MATT PACKER CONSIDERS A NEED TO REIMAGINE THE FUNCTIONALITY AND FORM OF EXHIBITIONS.
A couple of years ago, in those halcyon days of seminar rooms crowded with bodies and the preamble of projector problems, I took part in a panel talk titled ‘What are Exhibitions For?’ organised by students at IADT. I can barely remember what I spoke about, nor the contributions of the other panellists, but the title question of the panel discussion haunted me then and returns to haunt me again – especially now that exhibitions themselves are being quickly redefined as experiences for the screen.
In over 12 years of making exhibitions in physical space, and learning to make exhibitions before that, I had never previously been asked the question so pointedly. I could always muster things to say about exhibitions; I was sensitive to their special ways of bringing things together, believing in the relationships, artistic registers, activations that are possible between artworks that share space in a room. It seems strange to admit that the bigger question of what for? was never part of my momentum.
The question of the panel talk at IADT was not being asked from a position of artistic ignorance or disinvestment, of course. It was being asked by a cohort of degree-level art students at a reputable art school – a position that was intrinsic and embedded with the values of artistic practice. It was from this position that the exhibition (as a format of presentation; as a format of artistic experience) became a question of implicit functionality, whether that function was for themselves, their practices, or the constellation of publics they sought to address.
As someone who has defined their work primarily through exhibition-making (as a curator and as an organisational director), the question ‘What are Exhibitions For?’ ping-ponged in my brain between positions of defensive retrospection and excitable speculation. The question suggested that the values of exhibitions and exhibition-making were not self-evidencing (to art students, at least) in the way that I had often assumed them to be. It also suggested that exhibitions were accountable to the conditional effects of how art could be seen, received, and circulated; in turn, suggesting – in theory, at least – the efficacy of other organisational models. For a generation of art students who were developing their practices in the context of a housing crisis, the depreciations of the home, the studio, and diminishing opportunities to exhibit their work, could logically translate into critical scepticism. It wasn’t just about certain kinds of exhibitions that displayed certain kinds of content that were being required to prove their instrumental worth and relevance – it was exhibitions in their most general sense.

» Extracted entries
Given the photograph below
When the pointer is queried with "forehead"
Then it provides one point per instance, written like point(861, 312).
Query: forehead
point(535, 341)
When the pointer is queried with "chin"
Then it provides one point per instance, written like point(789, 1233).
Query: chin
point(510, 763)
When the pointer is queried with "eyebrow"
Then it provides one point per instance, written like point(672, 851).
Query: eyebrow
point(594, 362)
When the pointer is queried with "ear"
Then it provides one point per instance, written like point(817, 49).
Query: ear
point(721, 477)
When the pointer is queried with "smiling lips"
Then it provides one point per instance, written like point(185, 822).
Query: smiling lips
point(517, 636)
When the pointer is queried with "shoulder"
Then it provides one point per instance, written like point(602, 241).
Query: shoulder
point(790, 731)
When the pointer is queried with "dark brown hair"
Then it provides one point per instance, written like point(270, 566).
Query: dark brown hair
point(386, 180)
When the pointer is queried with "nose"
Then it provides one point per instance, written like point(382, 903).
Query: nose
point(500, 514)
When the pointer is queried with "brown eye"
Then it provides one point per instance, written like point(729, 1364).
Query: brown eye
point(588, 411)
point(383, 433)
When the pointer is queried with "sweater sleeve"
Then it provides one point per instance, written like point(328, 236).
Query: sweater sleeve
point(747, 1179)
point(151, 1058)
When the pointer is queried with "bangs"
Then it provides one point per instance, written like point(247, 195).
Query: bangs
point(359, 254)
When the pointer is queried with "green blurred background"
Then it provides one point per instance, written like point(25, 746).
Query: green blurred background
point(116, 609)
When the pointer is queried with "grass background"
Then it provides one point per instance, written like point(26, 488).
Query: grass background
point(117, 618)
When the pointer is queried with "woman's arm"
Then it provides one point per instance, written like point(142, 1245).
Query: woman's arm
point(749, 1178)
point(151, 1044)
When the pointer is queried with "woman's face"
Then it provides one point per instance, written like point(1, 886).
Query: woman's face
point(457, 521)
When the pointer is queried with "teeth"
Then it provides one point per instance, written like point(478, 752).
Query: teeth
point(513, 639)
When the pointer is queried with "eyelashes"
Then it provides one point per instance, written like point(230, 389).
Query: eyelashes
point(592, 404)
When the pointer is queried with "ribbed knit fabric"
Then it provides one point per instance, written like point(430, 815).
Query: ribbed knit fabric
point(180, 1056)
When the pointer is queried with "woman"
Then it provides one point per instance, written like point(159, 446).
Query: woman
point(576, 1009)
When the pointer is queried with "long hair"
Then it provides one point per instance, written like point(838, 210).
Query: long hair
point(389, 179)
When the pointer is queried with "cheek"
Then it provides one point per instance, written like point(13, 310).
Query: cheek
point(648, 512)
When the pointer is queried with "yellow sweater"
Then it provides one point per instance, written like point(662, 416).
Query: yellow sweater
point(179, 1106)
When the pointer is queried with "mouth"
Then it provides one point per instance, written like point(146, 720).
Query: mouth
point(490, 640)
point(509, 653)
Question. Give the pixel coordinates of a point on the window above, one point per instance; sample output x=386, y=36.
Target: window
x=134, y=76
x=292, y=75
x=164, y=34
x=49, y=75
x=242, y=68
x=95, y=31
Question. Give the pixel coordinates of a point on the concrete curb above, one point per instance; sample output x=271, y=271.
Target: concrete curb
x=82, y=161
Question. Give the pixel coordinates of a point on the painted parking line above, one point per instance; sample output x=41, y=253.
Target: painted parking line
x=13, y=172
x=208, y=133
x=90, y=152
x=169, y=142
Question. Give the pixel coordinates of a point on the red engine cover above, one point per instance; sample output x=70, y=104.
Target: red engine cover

» Problems and tasks
(a) In the text on exhibitions, who organised the panel talk titled 'What are Exhibitions For?'
(b) Rewrite the part of the text on exhibitions that opens with the words "The question of" and closes with "sought to address.", putting "group" in place of "cohort".

» List of answers
(a) Students at IADT organised it.

(b)
The question of the panel talk at IADT was not being asked from a position of artistic ignorance or disinvestment, of course. It was being asked by a group of degree-level art students at a reputable art school – a position that was intrinsic and embedded with the values of artistic practice. It was from this position that the exhibition (as a format of presentation; as a format of artistic experience) became a question of implicit functionality, whether that function was for themselves, their practices, or the constellation of publics they sought to address.